start

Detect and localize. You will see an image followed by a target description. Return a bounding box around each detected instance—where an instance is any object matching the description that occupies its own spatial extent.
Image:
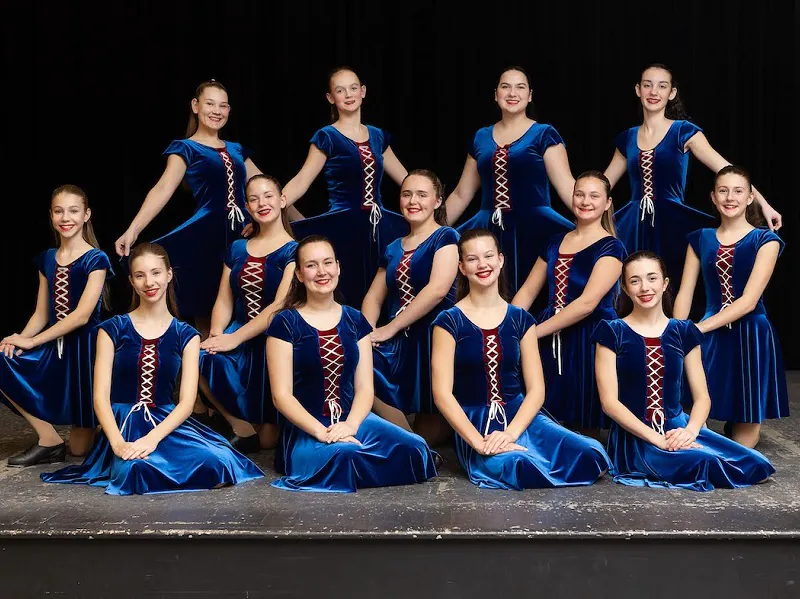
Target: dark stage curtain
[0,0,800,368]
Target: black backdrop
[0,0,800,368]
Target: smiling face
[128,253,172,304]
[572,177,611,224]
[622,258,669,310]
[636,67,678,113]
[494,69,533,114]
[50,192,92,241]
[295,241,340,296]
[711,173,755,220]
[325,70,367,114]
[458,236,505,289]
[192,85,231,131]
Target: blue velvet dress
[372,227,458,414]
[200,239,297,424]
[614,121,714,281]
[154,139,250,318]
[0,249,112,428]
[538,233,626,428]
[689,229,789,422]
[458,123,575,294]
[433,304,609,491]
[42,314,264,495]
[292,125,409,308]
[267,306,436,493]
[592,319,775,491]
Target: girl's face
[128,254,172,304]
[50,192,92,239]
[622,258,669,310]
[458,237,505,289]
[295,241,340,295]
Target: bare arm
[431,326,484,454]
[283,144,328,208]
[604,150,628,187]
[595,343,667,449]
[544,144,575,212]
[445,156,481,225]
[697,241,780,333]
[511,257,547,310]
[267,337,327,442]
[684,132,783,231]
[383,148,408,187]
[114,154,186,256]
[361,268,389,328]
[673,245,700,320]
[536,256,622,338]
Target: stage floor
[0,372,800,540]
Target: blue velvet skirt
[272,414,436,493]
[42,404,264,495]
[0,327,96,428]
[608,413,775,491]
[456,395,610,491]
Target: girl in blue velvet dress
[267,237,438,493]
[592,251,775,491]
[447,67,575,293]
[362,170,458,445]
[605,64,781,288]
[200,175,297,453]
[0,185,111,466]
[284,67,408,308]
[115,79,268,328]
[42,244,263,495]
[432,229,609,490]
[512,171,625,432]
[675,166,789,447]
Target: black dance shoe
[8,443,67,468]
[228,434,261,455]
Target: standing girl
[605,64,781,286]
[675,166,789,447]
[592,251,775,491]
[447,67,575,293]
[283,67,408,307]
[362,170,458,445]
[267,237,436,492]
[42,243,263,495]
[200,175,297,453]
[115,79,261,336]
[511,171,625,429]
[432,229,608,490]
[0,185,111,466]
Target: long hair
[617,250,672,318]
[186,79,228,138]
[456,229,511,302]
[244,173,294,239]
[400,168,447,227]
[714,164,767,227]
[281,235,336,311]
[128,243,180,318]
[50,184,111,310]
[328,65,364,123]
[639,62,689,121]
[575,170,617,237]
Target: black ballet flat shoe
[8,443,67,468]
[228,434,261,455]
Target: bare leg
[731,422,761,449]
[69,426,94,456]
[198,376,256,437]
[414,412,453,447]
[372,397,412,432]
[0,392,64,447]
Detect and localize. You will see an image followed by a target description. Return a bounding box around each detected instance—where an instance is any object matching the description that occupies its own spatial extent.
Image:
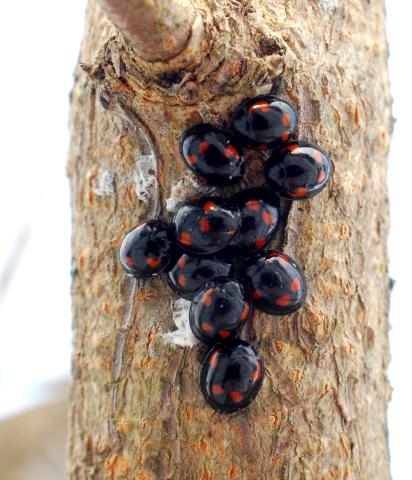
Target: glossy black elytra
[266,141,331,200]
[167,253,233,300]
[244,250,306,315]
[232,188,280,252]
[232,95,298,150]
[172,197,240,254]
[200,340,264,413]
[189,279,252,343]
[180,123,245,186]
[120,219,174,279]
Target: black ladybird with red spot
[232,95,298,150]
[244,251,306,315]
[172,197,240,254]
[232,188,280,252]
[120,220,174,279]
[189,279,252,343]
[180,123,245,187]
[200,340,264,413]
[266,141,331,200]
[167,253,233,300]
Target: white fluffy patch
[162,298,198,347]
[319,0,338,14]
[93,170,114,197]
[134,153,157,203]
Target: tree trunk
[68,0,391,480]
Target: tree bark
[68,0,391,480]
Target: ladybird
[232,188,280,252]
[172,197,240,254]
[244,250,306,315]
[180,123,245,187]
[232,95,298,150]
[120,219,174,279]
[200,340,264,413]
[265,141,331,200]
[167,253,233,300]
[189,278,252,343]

end

● **Task goal**: Rewrite every line from the one containing "Target: black backdrop" down to the one containing "[0,392,64,447]", switching "velvet" to "satin" and leaving everything else unchanged.

● **In response**:
Target: black backdrop
[0,0,800,368]
Target: smiling face
[128,253,172,304]
[572,177,611,224]
[622,258,669,310]
[636,67,678,113]
[494,69,533,114]
[50,192,92,241]
[295,241,340,296]
[711,173,755,220]
[325,70,367,114]
[458,236,505,289]
[192,85,231,131]
Target: blue satin dress
[372,227,458,414]
[200,239,297,424]
[614,121,714,281]
[154,139,250,318]
[0,249,112,428]
[538,233,626,428]
[689,229,789,422]
[458,123,575,294]
[433,304,609,491]
[42,314,264,495]
[292,125,409,308]
[267,306,436,493]
[592,319,775,491]
Target: girl's face
[128,254,172,304]
[50,192,92,239]
[622,258,669,310]
[458,237,505,289]
[295,241,340,295]
Target: bare arm
[431,326,484,454]
[283,144,328,208]
[604,150,628,187]
[595,343,667,449]
[544,144,575,212]
[445,156,481,225]
[697,241,780,333]
[511,257,547,310]
[267,337,327,442]
[684,132,783,231]
[383,148,408,187]
[114,154,186,256]
[361,268,389,328]
[673,245,700,320]
[536,256,622,338]
Target: stage floor
[0,372,800,540]
Target: blue satin skirt
[272,414,436,493]
[42,404,264,495]
[0,327,96,428]
[608,413,775,491]
[456,395,610,491]
Target: girl in blue satin dress
[267,237,438,493]
[592,251,775,491]
[447,67,575,293]
[362,170,458,445]
[605,64,781,288]
[200,175,297,453]
[0,185,111,466]
[284,67,408,308]
[115,79,268,328]
[42,244,263,495]
[432,229,609,490]
[512,171,625,432]
[675,166,789,447]
Target: black dance shoe
[8,443,67,468]
[228,434,261,455]
Target: standing girl
[605,64,781,286]
[675,166,789,447]
[592,251,775,491]
[447,67,575,293]
[283,67,408,307]
[362,170,458,445]
[267,237,436,492]
[42,243,263,495]
[200,175,297,453]
[115,79,261,336]
[511,171,625,429]
[432,229,608,490]
[0,185,111,466]
Target: long hair
[617,250,672,318]
[186,79,228,138]
[456,229,511,302]
[244,173,294,239]
[400,168,447,227]
[714,164,767,227]
[281,235,336,311]
[128,243,180,318]
[50,184,111,310]
[328,65,364,123]
[639,62,689,121]
[575,170,617,237]
Target: black ballet flat shoe
[8,443,67,468]
[228,434,261,455]
Target: bare leg
[731,422,761,449]
[69,426,94,456]
[198,376,256,437]
[414,412,453,447]
[372,397,412,432]
[0,392,64,447]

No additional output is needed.